_Given passage:_
[Start of section]

Opec and its non-Opec allies will examine recommendations to deepen their existing production cuts by either 600,000 b/d or by 1mn b/d when they meet in Vienna this week, Equatorial Guinea's oil minister Gabriel Obiang Lima said today. The recommendations have been made by the group's Joint Technical Committee (JTC).
"At this moment, they are going to be presenting the two alternatives. I think we will do something that definitely supports us all. Clearly the 1mn b/d is very important, I think it will send a very important message," Obiang Lima said. "We are [likely] going with the conservative 600,000 b/d, but definitely the 1mn b/d would be the more normal thing for us to do. But that cannot be done only by one member."
Obiang Lima did not clarify if the proposed additional cuts would apply to the second quarter only.
Opec and allied non-Opec producers — known as Opec+ — are meeting in Vienna on 5-6 March. A meeting of the Joint Ministerial Monitoring Committee (JMMC), which studies the group's compliance with its existing production commitments, is under way.
The economic impact of the coronavirus outbreak, along with seasonally weaker demand, have underpinned the need for Opec+ to consider revising quotas. "Our key client, China, is almost shut down. Europe is in the winter right now. The same thing in the US," Obiang Lima said, adding that Opec+ is closely monitoring the effect of coronavirus on the aviation sector and is calling on other countries to reduce output.

[End of section]

_What the exercise asks:_
Please write what comes next in the article above on Opec+ production cuts, starting after its last sentence. You won't need the entries.

_Excerpted records:_
[Start of section]

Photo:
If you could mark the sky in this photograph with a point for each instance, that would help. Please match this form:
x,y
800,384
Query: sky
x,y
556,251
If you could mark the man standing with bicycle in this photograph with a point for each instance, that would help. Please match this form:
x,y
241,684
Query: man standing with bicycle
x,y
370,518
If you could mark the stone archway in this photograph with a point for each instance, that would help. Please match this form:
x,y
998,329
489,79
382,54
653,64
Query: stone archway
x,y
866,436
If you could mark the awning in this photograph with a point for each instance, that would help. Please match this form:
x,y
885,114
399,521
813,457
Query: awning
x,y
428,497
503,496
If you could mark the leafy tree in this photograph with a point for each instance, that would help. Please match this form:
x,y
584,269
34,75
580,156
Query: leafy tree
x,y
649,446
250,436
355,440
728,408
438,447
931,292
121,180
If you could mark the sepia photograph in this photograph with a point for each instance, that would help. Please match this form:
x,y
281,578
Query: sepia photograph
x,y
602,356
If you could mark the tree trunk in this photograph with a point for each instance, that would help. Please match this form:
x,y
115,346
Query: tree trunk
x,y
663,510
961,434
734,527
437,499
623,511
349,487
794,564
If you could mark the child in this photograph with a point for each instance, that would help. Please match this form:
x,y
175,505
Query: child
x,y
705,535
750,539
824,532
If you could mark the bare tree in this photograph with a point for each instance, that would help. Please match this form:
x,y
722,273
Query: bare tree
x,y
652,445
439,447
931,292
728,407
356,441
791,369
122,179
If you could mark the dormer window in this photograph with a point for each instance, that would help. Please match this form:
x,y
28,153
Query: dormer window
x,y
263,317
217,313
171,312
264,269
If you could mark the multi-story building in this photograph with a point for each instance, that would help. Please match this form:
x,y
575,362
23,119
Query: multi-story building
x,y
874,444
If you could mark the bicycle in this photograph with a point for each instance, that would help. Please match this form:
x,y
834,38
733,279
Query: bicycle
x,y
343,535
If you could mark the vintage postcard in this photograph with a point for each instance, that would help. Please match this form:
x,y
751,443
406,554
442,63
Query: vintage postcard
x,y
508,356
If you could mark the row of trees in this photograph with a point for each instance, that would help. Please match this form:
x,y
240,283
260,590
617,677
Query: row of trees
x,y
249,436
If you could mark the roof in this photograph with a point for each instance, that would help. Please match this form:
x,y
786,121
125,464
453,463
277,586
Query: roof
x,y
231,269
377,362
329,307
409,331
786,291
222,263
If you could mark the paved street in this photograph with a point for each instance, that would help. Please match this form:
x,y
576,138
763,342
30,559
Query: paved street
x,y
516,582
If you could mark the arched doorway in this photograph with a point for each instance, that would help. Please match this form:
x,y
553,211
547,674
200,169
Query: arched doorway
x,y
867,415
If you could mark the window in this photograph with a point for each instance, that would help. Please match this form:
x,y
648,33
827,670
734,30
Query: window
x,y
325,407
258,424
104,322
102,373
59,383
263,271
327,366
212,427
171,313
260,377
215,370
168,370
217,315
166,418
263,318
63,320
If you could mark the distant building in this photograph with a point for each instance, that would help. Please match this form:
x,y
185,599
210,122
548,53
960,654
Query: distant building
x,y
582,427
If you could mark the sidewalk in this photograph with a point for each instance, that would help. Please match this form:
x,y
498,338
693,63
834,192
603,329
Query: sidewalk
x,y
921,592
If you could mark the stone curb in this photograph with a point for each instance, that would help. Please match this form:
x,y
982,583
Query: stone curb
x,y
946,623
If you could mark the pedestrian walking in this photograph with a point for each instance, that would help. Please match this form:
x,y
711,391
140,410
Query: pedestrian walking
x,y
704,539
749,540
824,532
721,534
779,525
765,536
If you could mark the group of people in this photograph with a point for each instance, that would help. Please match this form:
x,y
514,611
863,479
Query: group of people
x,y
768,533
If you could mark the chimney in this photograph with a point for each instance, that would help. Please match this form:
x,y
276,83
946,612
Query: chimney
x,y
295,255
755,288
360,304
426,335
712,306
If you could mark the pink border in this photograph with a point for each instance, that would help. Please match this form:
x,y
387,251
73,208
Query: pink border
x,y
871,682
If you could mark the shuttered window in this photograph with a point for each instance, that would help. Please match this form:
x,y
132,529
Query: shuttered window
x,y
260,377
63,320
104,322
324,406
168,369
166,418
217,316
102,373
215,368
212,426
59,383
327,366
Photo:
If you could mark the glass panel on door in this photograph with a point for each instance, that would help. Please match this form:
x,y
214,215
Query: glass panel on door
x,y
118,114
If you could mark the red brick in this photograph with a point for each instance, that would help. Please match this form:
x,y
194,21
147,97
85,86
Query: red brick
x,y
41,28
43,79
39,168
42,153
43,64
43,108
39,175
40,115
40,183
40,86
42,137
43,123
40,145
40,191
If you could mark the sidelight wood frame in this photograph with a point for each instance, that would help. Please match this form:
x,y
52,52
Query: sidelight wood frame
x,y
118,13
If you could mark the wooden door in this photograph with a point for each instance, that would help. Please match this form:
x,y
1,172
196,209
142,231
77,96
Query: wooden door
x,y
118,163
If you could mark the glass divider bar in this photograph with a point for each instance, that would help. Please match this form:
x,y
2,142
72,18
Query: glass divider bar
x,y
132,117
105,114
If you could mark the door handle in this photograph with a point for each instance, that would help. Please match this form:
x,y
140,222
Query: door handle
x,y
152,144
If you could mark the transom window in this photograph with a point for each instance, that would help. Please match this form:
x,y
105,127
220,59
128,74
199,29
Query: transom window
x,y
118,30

[End of section]

_Result of this exercise:_
The minister acknowledged that the proposal for an extra 1mn b/d reduction is "pertinent" under the circumstances, but he stressed that there is a higher likelihood of Opec+ opting for a 600,000 b/d cut in the short term.
"The numbers that they are suggesting, probably the initial one, the more conservative one, is the number that will be the one that we do. We keep the monitoring, and then probably we have to do another meeting," he said.
The coronavirus outbreak has put paid to the group's plan to begin unwinding the agreement, he said. "The initial plan was that 2020 was supposed to be the year that ... we can relax a little bit. But corona[virus] changed everything. There is not a question about ending it [now]," Obiang Lima said.
The output restraint deal is likely to be extended for at least another year, he said. But he did not specify if this refers to existing cuts or to a stricter production regime.